- [Task directions]
Determine the number of lines in the data below that hold "mushroom"; give nothing but that number.

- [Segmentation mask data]
☆ ☆ ☆
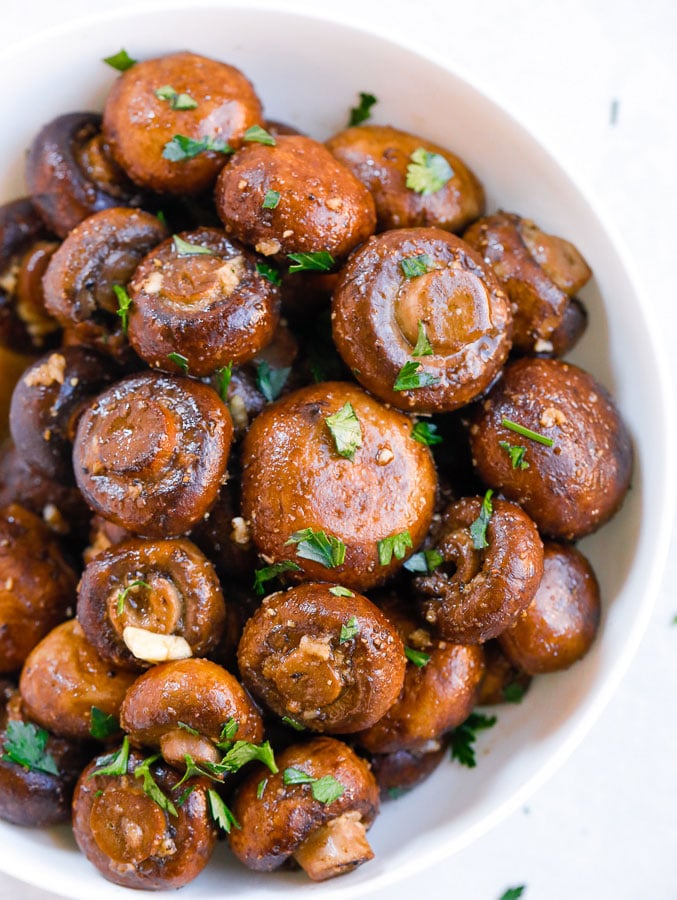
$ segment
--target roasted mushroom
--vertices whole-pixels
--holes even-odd
[[[167,194],[207,191],[263,119],[238,69],[195,53],[138,62],[114,83],[103,133],[132,181]]]
[[[536,595],[498,640],[522,671],[558,672],[588,652],[600,613],[599,585],[587,559],[575,547],[547,543]]]
[[[98,113],[67,113],[48,122],[28,152],[26,184],[47,227],[61,238],[92,213],[143,201],[111,159]]]
[[[257,266],[216,228],[166,240],[129,284],[132,347],[154,368],[197,376],[252,359],[273,339],[280,307],[279,288]]]
[[[432,141],[388,125],[361,125],[334,135],[327,147],[369,188],[378,231],[460,231],[482,215],[482,185],[458,156]]]
[[[445,512],[437,537],[438,569],[414,579],[421,609],[445,640],[481,643],[511,625],[543,575],[543,544],[514,503],[465,497]]]
[[[559,360],[506,366],[477,410],[470,443],[480,477],[551,537],[595,531],[630,486],[632,443],[613,400],[587,372]]]
[[[135,672],[104,662],[75,619],[63,622],[29,655],[19,690],[26,713],[59,737],[90,737],[92,707],[117,717]]]
[[[47,526],[17,504],[0,509],[0,674],[18,671],[66,618],[75,584]]]
[[[481,394],[508,356],[511,323],[491,269],[438,228],[371,238],[342,269],[332,302],[334,341],[360,384],[418,412]]]
[[[131,670],[206,656],[226,618],[211,563],[185,538],[132,539],[98,554],[83,572],[77,609],[99,656]]]
[[[544,554],[545,568],[545,554]],[[533,602],[533,601],[532,601]],[[484,677],[480,684],[478,706],[495,706],[499,703],[521,703],[531,684],[527,675],[514,666],[496,640],[484,644]]]
[[[291,857],[313,881],[352,871],[374,853],[366,829],[379,810],[369,765],[346,744],[320,737],[288,747],[279,772],[252,772],[238,789],[233,814],[240,828],[231,850],[250,869],[270,872]]]
[[[264,256],[342,259],[374,233],[369,191],[317,141],[278,135],[235,154],[216,185],[226,231]],[[311,268],[317,268],[312,266]]]
[[[104,878],[139,890],[179,888],[200,874],[216,844],[206,778],[180,773],[128,744],[98,757],[73,797],[78,847]]]
[[[404,647],[373,603],[325,583],[266,597],[245,625],[238,663],[249,690],[311,731],[373,725],[404,681]]]
[[[445,756],[445,743],[436,749],[417,753],[396,750],[394,753],[374,753],[370,756],[371,770],[381,792],[382,800],[397,800],[429,778]]]
[[[393,575],[426,535],[437,482],[411,429],[407,416],[340,382],[265,409],[242,453],[242,514],[260,552],[293,563],[292,578],[356,590]]]
[[[233,426],[214,391],[147,372],[84,412],[73,448],[89,505],[135,534],[170,537],[209,511],[225,478]]]

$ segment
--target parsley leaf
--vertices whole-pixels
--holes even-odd
[[[262,569],[256,569],[254,572],[254,591],[259,597],[263,597],[266,592],[265,584],[277,578],[283,572],[300,572],[301,566],[291,559],[283,559],[281,562],[273,563],[272,566],[264,566]]]
[[[289,716],[282,716],[281,719],[285,725],[288,725],[290,728],[293,728],[294,731],[305,731],[305,726],[301,725],[300,722],[295,722],[294,719],[290,719]]]
[[[183,353],[168,353],[167,359],[173,362],[175,366],[178,366],[184,375],[188,374],[188,359]]]
[[[425,572],[427,575],[432,575],[443,562],[444,557],[439,550],[419,550],[418,553],[409,557],[404,568],[407,572]]]
[[[407,547],[413,547],[411,535],[408,531],[400,531],[399,534],[391,534],[390,537],[383,538],[378,542],[378,561],[382,566],[390,565],[395,556],[396,559],[403,559],[407,552]]]
[[[517,447],[513,444],[509,444],[507,441],[499,441],[498,446],[501,450],[505,450],[510,457],[513,469],[529,468],[529,463],[524,459],[524,454],[527,452],[526,447]]]
[[[124,334],[127,334],[127,327],[129,325],[129,307],[132,305],[132,298],[127,293],[126,288],[121,284],[113,285],[113,293],[115,294],[115,299],[118,301],[116,312],[122,319],[122,331]]]
[[[491,502],[493,493],[491,488],[489,488],[482,500],[480,514],[470,526],[470,537],[472,538],[472,545],[475,550],[484,550],[485,547],[489,546],[487,542],[487,525],[489,524],[489,519],[491,519],[491,514],[494,511],[494,506]]]
[[[339,635],[339,644],[345,644],[346,641],[352,640],[359,634],[360,623],[355,616],[351,616],[345,625],[341,625],[341,633]]]
[[[214,256],[214,251],[209,247],[200,247],[199,244],[189,244],[178,234],[174,235],[174,249],[177,256]]]
[[[113,56],[105,56],[102,59],[102,62],[105,62],[106,65],[110,66],[112,69],[117,69],[118,72],[126,72],[127,69],[131,69],[132,66],[135,66],[138,60],[132,59],[127,51],[123,49],[118,50]]]
[[[216,388],[219,392],[219,397],[225,403],[228,399],[230,379],[233,377],[233,360],[231,359],[227,366],[221,366],[220,369],[217,369],[214,375],[216,375]]]
[[[237,734],[237,729],[239,727],[237,721],[231,716],[221,729],[219,744],[224,744],[226,741],[232,741]]]
[[[196,109],[197,100],[193,100],[190,94],[179,94],[171,84],[163,84],[155,91],[158,100],[167,100],[171,109]]]
[[[432,447],[434,444],[442,443],[442,436],[436,434],[437,425],[433,422],[416,422],[411,429],[411,436],[419,444],[425,444],[426,447]]]
[[[303,769],[290,766],[282,775],[284,784],[309,784],[313,798],[319,803],[333,803],[343,794],[343,785],[333,775],[314,778]]]
[[[439,378],[435,375],[431,375],[429,372],[419,372],[420,368],[420,362],[416,362],[415,360],[406,362],[397,373],[393,390],[415,391],[416,388],[429,387],[430,385],[438,384]]]
[[[137,587],[145,587],[150,590],[150,585],[145,581],[141,581],[141,579],[137,578],[134,581],[130,581],[126,588],[120,588],[118,591],[118,602],[116,612],[119,616],[125,611],[125,603],[127,601],[127,597],[129,596],[129,592],[133,591],[134,588]]]
[[[263,744],[236,741],[221,762],[216,763],[213,768],[218,769],[219,772],[239,772],[242,766],[246,766],[253,760],[258,760],[268,766],[273,774],[278,771],[270,741],[264,741]]]
[[[95,775],[110,775],[116,777],[127,774],[127,763],[129,761],[129,738],[125,735],[122,746],[117,753],[111,753],[108,756],[102,756],[97,762],[102,765],[97,766],[89,776],[93,778]]]
[[[212,814],[212,819],[214,819],[219,828],[222,828],[226,834],[230,834],[231,828],[240,828],[240,823],[228,809],[221,797],[219,797],[214,788],[209,788],[207,791],[207,798],[209,800],[209,812]]]
[[[289,259],[294,265],[289,266],[290,272],[328,272],[334,265],[334,257],[326,250],[317,253],[290,253]]]
[[[99,741],[105,741],[120,730],[120,723],[115,716],[105,713],[98,706],[89,711],[89,733]]]
[[[451,758],[458,760],[462,766],[474,769],[477,765],[475,759],[475,741],[477,732],[485,728],[492,728],[496,724],[496,716],[485,716],[482,713],[470,713],[468,718],[450,734]]]
[[[354,125],[361,125],[362,122],[366,122],[367,119],[370,119],[371,108],[377,102],[378,101],[373,94],[366,94],[363,91],[360,91],[359,105],[353,106],[350,110],[348,128],[352,128]]]
[[[248,128],[244,133],[244,140],[256,144],[265,144],[268,147],[275,146],[275,138],[265,128],[261,128],[260,125],[252,125],[251,128]]]
[[[196,141],[185,134],[175,134],[171,141],[165,144],[162,156],[170,162],[182,162],[185,159],[193,159],[198,153],[205,153],[207,150],[215,153],[233,152],[233,148],[221,138],[203,137]]]
[[[524,688],[518,681],[506,684],[503,688],[503,699],[506,703],[521,703],[524,699]]]
[[[334,438],[336,452],[352,462],[355,451],[362,446],[362,429],[352,404],[345,403],[333,416],[327,416],[324,421]]]
[[[271,284],[280,284],[282,281],[282,276],[275,266],[269,266],[268,263],[256,263],[256,271],[259,275],[263,275],[264,278],[267,278]]]
[[[425,275],[433,267],[433,261],[427,253],[421,253],[418,256],[407,256],[400,260],[400,268],[407,278],[416,278],[418,275]]]
[[[277,209],[277,204],[279,202],[279,191],[266,191],[266,195],[263,198],[263,203],[261,204],[261,209]]]
[[[303,769],[297,769],[289,766],[282,773],[282,781],[284,784],[312,784],[315,779],[312,775],[308,775]]]
[[[49,732],[44,728],[38,728],[32,722],[10,719],[5,729],[1,758],[36,772],[58,775],[54,757],[45,749],[48,740]]]
[[[418,337],[416,338],[416,346],[412,356],[432,356],[433,348],[425,333],[425,325],[418,320]]]
[[[335,569],[342,565],[346,558],[346,545],[342,540],[324,531],[315,531],[313,528],[295,531],[286,543],[298,545],[296,555],[301,559],[320,563],[327,569]]]
[[[519,887],[508,888],[508,890],[501,895],[501,900],[519,900],[525,889],[525,884],[520,884]]]
[[[177,722],[176,724],[179,726],[179,728],[180,728],[182,731],[187,731],[188,734],[192,734],[193,737],[199,737],[199,736],[200,736],[200,732],[197,730],[197,728],[193,728],[192,725],[186,725],[185,722]]]
[[[262,359],[256,366],[256,386],[263,396],[272,403],[282,393],[282,388],[289,378],[290,368],[273,369],[265,359]]]
[[[160,786],[153,778],[153,774],[150,771],[150,767],[154,762],[157,762],[158,759],[160,759],[159,753],[156,753],[154,756],[149,756],[148,759],[144,759],[144,761],[134,769],[134,777],[143,780],[142,787],[144,794],[147,794],[154,803],[157,803],[160,809],[168,812],[170,816],[178,816],[176,807],[169,797],[160,789]]]
[[[412,662],[418,669],[422,669],[423,666],[427,665],[430,662],[429,653],[424,653],[422,650],[414,650],[413,647],[405,646],[404,655],[407,657],[409,662]]]
[[[505,416],[501,419],[501,425],[504,428],[509,428],[510,431],[514,431],[515,434],[530,438],[530,440],[536,441],[538,444],[544,444],[546,447],[552,447],[555,443],[552,438],[546,437],[544,434],[539,434],[537,431],[532,431],[531,428],[525,428],[524,425],[518,425],[517,422],[506,419]]]
[[[329,593],[333,594],[335,597],[354,597],[355,592],[348,590],[348,588],[343,587],[342,584],[335,584],[334,587],[329,588]]]
[[[425,147],[417,147],[409,157],[407,166],[407,187],[417,194],[436,194],[441,191],[454,170],[439,153],[431,153]]]
[[[256,799],[260,800],[263,797],[263,792],[265,791],[268,785],[268,779],[262,778],[261,781],[256,785]]]

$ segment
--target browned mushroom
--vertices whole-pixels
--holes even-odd
[[[381,792],[382,800],[397,800],[429,778],[445,756],[446,746],[440,742],[435,750],[417,753],[396,750],[394,753],[375,753],[370,757],[371,770]]]
[[[327,737],[288,747],[277,763],[276,775],[252,772],[237,791],[233,813],[240,828],[229,834],[237,858],[270,872],[293,857],[313,881],[372,859],[365,832],[379,796],[368,763]]]
[[[258,744],[263,723],[237,679],[208,659],[183,659],[154,666],[127,691],[120,715],[133,743],[162,753],[185,768],[220,760],[217,744]],[[224,734],[225,733],[225,734]]]
[[[256,568],[256,547],[249,523],[240,514],[240,498],[234,481],[227,481],[209,516],[191,532],[191,540],[209,558],[219,577],[243,579],[251,587]]]
[[[383,613],[324,583],[266,597],[245,626],[238,662],[245,685],[273,712],[329,734],[373,725],[397,698],[405,669]]]
[[[98,113],[67,113],[48,122],[31,144],[26,184],[49,230],[62,238],[92,213],[143,201],[111,159]]]
[[[78,417],[116,374],[105,357],[85,347],[63,347],[36,360],[14,388],[9,414],[24,462],[47,478],[72,483]]]
[[[216,843],[209,781],[180,774],[125,743],[95,759],[73,798],[73,832],[104,878],[139,890],[179,888],[200,874]]]
[[[262,118],[254,88],[238,69],[172,53],[136,63],[116,80],[103,133],[132,181],[159,193],[198,195]]]
[[[334,341],[357,380],[401,409],[449,412],[498,375],[512,313],[496,276],[439,228],[371,238],[341,271]]]
[[[599,585],[588,560],[575,547],[548,543],[536,595],[499,642],[522,671],[558,672],[588,652],[600,613]]]
[[[326,382],[266,408],[243,444],[242,514],[272,562],[364,590],[426,535],[435,468],[412,422],[351,384]],[[294,569],[294,566],[289,566]]]
[[[437,538],[441,566],[414,580],[427,622],[447,641],[496,637],[526,609],[543,575],[543,544],[519,506],[491,492],[447,509]]]
[[[185,538],[126,540],[98,554],[83,572],[77,609],[99,656],[131,670],[205,656],[226,618],[211,563]]]
[[[228,409],[207,385],[132,375],[82,415],[75,478],[104,518],[147,537],[180,535],[216,501],[232,433]]]
[[[342,259],[374,233],[369,191],[326,147],[303,135],[278,135],[235,154],[216,185],[228,234],[264,256],[329,253]]]
[[[388,125],[360,125],[334,135],[327,147],[371,191],[379,231],[460,231],[482,215],[482,185],[458,156],[432,141]]]
[[[83,739],[90,736],[92,707],[117,717],[135,677],[100,659],[71,619],[33,649],[19,690],[31,719],[60,737]]]
[[[567,303],[559,325],[550,335],[546,345],[541,344],[539,356],[566,356],[583,337],[588,327],[588,311],[577,297]],[[552,349],[547,347],[552,344]]]
[[[131,345],[155,368],[197,376],[252,359],[273,339],[280,307],[279,288],[257,266],[216,228],[166,240],[129,284]]]
[[[522,353],[552,352],[552,335],[569,298],[592,274],[578,250],[530,219],[504,212],[475,222],[463,239],[493,268],[510,297],[515,348]]]
[[[587,372],[559,360],[506,366],[477,411],[470,442],[480,477],[552,537],[595,531],[630,486],[632,443],[613,400]]]
[[[543,568],[545,570],[545,553]],[[484,644],[484,660],[484,678],[480,685],[477,705],[521,703],[529,690],[531,675],[527,675],[510,662],[498,640],[487,641]]]
[[[0,509],[0,674],[18,671],[66,617],[75,584],[47,526],[17,504]]]

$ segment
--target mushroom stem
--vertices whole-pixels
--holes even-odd
[[[318,828],[294,853],[294,859],[313,881],[326,881],[350,872],[374,858],[358,812],[347,812]]]

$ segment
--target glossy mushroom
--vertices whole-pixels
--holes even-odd
[[[545,570],[545,553],[543,567]],[[510,662],[501,649],[498,639],[487,641],[484,644],[484,660],[484,677],[480,685],[477,705],[495,706],[499,703],[521,703],[525,693],[529,690],[531,675],[527,675],[526,672]]]
[[[238,663],[246,687],[311,731],[373,725],[404,681],[402,642],[366,597],[325,583],[265,598],[245,625]]]
[[[417,412],[450,412],[486,390],[510,350],[507,295],[482,258],[438,228],[371,238],[342,269],[334,341],[363,387]]]
[[[369,757],[371,770],[381,792],[381,800],[397,800],[433,774],[446,755],[446,745],[440,742],[425,752],[396,750],[394,753],[374,753]]]
[[[147,537],[189,531],[215,502],[233,426],[204,384],[132,375],[83,413],[73,449],[78,487],[106,519]]]
[[[270,872],[293,857],[313,881],[325,881],[373,858],[366,830],[379,796],[365,760],[341,741],[320,737],[288,747],[277,764],[262,792],[265,770],[252,772],[233,800],[240,828],[231,830],[229,842],[240,862]],[[332,793],[320,792],[321,780]]]

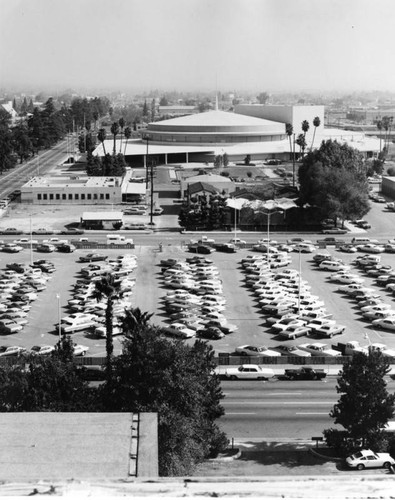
☆ ☆ ☆
- [Your response]
4